● TASK REQUIREMENTS: Select and copy each line in the entries that contains the word "prompts". Case counts.

Dataset records:
□ □ □ □ □ □ □
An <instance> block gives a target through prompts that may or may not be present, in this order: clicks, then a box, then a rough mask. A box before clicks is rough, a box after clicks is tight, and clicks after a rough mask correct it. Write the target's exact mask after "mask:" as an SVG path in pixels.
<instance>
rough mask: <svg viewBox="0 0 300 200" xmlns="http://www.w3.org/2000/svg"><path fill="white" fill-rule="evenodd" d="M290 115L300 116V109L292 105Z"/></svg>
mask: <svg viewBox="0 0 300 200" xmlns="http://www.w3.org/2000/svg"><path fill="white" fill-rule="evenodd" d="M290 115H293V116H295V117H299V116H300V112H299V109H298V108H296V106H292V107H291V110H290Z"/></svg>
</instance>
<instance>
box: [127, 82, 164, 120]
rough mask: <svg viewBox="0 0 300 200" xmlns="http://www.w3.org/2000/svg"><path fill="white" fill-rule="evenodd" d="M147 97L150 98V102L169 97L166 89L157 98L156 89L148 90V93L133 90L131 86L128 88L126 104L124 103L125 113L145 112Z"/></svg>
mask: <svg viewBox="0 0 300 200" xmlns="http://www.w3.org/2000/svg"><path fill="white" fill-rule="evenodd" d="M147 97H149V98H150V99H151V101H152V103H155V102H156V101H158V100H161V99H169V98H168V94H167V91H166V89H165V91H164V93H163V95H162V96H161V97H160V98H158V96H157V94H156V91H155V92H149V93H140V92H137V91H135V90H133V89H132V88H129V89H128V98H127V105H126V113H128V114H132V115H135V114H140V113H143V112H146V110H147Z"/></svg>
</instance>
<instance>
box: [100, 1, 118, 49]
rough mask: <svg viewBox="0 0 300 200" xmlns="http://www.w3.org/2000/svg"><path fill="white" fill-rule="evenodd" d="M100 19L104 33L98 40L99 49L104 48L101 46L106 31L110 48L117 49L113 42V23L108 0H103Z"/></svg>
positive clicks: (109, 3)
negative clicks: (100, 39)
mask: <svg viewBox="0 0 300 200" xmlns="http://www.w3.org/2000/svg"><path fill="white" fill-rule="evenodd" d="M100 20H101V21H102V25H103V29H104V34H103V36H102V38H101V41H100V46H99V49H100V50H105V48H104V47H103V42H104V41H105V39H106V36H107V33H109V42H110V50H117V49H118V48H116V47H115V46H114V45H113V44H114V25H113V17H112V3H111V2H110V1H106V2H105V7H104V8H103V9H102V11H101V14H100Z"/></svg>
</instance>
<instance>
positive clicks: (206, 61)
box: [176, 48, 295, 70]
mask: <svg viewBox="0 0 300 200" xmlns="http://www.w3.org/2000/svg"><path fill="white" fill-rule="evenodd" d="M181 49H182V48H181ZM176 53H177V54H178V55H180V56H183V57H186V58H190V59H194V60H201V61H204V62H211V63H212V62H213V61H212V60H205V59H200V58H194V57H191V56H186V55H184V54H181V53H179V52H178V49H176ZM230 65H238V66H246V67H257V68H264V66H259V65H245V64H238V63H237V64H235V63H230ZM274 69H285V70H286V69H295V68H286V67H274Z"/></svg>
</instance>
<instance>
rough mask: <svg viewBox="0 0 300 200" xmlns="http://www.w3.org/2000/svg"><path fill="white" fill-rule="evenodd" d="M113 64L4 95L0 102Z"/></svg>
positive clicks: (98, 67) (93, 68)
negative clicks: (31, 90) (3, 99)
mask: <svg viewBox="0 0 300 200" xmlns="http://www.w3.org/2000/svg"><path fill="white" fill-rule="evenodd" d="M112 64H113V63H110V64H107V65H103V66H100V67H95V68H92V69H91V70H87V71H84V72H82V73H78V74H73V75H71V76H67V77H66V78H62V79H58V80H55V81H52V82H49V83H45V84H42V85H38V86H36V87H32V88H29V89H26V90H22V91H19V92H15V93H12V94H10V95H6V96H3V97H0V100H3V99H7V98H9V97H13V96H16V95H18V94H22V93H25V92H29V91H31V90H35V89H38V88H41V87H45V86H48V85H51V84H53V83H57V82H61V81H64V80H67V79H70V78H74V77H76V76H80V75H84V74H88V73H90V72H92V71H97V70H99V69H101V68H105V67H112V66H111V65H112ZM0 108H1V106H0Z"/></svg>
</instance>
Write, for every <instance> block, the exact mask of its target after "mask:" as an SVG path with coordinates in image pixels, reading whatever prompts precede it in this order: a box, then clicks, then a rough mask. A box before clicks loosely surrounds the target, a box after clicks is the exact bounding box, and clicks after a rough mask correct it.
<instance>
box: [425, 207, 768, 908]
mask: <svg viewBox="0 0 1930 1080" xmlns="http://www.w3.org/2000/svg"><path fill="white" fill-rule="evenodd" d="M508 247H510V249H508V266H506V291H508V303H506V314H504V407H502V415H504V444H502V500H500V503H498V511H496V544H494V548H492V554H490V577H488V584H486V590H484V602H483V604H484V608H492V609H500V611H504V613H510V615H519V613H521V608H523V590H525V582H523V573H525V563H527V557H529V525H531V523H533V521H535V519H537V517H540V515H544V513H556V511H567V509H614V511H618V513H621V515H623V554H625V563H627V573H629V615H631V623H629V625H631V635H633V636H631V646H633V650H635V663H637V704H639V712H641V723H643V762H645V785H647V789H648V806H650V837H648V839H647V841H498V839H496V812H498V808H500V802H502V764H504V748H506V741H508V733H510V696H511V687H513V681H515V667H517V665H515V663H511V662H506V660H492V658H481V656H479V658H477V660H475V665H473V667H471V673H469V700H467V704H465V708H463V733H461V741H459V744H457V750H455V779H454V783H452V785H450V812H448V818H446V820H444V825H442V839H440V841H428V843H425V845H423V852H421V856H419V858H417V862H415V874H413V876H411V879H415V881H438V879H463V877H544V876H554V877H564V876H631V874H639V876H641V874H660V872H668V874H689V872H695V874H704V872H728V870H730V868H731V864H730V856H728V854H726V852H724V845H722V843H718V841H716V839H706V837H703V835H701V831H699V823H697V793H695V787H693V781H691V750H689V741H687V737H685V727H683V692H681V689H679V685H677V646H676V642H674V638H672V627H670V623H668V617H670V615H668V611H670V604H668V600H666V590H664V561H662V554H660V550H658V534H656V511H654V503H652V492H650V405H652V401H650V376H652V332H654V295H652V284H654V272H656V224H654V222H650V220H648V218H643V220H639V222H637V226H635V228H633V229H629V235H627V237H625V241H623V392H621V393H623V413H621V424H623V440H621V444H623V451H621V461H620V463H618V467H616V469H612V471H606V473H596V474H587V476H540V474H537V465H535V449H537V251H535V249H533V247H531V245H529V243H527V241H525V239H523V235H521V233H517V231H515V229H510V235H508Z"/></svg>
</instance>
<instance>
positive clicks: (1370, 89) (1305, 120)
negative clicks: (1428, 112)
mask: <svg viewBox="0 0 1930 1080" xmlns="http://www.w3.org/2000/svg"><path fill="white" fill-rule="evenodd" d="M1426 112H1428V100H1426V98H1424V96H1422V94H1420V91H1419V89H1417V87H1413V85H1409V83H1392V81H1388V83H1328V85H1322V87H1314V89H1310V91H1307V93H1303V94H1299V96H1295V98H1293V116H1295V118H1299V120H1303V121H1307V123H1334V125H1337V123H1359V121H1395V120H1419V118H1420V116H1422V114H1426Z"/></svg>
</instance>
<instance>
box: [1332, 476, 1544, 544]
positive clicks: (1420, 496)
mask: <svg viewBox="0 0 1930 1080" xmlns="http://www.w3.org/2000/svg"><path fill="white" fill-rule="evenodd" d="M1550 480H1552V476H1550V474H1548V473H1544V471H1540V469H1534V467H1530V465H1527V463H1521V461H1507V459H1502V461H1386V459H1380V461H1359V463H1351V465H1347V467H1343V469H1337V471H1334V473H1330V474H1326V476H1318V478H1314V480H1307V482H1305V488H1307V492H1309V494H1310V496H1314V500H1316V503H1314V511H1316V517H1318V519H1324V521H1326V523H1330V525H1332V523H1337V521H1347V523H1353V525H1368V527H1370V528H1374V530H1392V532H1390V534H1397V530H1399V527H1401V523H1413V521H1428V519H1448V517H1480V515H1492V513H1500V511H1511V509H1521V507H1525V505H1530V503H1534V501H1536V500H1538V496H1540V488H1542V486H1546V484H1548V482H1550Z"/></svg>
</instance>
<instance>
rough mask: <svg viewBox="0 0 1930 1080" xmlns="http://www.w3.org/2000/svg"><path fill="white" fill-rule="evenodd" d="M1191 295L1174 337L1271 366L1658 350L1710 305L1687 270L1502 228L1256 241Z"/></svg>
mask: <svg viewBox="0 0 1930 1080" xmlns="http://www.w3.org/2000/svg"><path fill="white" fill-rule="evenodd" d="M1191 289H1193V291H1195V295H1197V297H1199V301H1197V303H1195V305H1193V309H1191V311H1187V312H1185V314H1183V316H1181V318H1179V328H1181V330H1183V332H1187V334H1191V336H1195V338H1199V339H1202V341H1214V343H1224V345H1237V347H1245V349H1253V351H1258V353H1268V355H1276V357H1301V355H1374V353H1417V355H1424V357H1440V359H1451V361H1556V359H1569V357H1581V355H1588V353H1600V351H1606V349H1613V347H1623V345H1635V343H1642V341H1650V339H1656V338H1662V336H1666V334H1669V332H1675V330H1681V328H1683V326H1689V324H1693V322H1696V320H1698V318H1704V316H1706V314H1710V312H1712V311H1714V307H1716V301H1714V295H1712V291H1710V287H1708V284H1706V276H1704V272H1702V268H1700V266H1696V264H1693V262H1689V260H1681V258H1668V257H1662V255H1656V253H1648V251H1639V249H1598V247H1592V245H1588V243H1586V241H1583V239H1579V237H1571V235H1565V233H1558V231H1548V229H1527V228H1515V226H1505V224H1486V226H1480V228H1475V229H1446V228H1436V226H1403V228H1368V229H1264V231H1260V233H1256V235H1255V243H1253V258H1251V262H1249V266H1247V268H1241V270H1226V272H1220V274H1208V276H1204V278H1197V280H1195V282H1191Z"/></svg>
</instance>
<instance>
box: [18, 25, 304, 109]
□ □ □ □ □ □ □
● WORKED SOLUTION:
An <instance> block gives a target through prompts that may or may not be present, in this order: clicks, then a box, then a rough mask. A box before clicks is rough, a box after clicks is tight, and clicks after a rough mask correct it. Write the target's exact mask after "mask:" as an SVG path in pixels.
Write, for every <instance> block, the exact mask of its target after "mask:" as an SVG path with coordinates in image pixels, reading whatever prompts precede it in this order: a box, then clicks, then a rough mask. A box before clicks loosely surrounds the target, a box after clicks is the exact bounding box, and clicks after a rough mask correct it.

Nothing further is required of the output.